→ **Exercise material**
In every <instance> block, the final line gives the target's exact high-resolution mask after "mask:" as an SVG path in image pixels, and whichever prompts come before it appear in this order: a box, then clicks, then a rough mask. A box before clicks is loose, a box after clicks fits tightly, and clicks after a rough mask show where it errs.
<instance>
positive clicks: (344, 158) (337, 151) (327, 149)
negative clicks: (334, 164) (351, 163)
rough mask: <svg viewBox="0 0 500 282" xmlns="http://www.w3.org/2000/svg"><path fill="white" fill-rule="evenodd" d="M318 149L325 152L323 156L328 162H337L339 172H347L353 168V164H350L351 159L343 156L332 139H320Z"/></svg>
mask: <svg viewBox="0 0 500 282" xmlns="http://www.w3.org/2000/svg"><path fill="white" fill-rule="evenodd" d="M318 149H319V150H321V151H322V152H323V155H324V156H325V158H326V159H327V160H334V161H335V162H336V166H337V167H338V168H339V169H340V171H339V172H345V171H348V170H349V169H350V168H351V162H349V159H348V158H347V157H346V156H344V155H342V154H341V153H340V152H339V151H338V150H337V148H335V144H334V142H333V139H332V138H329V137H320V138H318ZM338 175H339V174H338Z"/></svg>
---
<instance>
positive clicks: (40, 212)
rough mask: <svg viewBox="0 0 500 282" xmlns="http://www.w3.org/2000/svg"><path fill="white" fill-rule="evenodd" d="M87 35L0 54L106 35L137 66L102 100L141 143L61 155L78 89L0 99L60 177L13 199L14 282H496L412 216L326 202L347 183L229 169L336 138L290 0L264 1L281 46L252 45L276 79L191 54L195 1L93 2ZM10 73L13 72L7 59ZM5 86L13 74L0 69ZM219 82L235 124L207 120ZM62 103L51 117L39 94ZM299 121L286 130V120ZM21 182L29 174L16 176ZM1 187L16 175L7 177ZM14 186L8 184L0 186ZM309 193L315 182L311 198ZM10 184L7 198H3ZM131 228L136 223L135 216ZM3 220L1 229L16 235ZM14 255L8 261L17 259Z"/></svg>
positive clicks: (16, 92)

→ **Problem description**
For this task, copy every line of the material in which "clicks" appears.

→ **Solution below**
In every <instance> block, the final line gives the target's exact high-resolution mask after "mask:" as an SVG path in image pixels, and whichever prompts come before it appear in this order: a box, then clicks, then a rough mask. A box before clicks is loose, a box after clicks fits tightly, and clicks after a rough mask show where it errs.
positive clicks: (344, 158) (337, 151) (327, 149)
negative clicks: (334, 164) (351, 163)
positive clicks: (40, 212)
positive clicks: (16, 92)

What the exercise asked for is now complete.